Records for this task START

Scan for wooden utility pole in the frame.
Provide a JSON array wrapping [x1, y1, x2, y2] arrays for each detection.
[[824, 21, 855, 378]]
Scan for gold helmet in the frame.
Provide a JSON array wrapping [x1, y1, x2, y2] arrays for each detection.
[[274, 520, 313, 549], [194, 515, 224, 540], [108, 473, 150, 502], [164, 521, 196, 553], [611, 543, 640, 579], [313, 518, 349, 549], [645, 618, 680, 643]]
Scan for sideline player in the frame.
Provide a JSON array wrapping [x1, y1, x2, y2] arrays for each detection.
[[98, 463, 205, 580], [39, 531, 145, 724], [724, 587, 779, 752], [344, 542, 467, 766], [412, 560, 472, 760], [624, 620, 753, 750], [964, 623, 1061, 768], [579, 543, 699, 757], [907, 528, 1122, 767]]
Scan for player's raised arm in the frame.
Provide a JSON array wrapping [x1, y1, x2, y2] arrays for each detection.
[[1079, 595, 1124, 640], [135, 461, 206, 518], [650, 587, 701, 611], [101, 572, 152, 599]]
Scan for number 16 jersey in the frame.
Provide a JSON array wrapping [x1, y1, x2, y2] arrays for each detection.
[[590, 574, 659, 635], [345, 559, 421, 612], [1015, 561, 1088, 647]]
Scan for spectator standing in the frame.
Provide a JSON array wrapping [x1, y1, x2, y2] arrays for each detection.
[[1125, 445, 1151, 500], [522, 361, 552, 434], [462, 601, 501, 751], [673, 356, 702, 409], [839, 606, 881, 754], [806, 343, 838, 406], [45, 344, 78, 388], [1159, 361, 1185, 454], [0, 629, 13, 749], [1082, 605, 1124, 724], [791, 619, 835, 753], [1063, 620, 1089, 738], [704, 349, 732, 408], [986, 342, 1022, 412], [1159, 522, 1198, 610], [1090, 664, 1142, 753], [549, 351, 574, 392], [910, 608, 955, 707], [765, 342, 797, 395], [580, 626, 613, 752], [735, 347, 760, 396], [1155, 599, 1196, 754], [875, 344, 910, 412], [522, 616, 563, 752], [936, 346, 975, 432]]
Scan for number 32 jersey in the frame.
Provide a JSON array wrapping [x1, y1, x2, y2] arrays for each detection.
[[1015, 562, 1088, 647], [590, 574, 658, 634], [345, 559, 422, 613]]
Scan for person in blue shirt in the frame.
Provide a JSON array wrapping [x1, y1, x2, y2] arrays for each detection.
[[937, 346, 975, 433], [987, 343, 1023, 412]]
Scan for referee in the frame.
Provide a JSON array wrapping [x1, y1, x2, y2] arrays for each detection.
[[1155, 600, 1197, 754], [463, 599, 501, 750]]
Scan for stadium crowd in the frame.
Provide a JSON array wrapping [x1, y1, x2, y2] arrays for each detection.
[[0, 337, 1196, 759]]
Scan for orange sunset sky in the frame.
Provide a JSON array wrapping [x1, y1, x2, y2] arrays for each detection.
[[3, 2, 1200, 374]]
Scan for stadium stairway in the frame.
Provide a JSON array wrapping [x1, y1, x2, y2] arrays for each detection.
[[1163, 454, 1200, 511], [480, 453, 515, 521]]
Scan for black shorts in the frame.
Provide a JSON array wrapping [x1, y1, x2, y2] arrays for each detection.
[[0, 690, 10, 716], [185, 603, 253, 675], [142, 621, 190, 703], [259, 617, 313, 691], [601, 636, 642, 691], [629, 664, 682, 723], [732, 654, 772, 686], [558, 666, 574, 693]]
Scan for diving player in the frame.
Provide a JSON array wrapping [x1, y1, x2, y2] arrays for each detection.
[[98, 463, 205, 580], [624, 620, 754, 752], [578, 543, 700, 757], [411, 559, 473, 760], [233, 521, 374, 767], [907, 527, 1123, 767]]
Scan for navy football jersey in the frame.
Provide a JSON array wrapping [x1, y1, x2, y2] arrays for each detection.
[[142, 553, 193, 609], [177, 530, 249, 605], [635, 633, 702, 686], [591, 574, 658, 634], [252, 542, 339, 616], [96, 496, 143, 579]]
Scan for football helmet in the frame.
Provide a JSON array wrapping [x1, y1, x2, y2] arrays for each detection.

Records for this task END

Look through the records above for the word "jersey" and state how many lines contain it, giving the number alone.

Solution to this task
3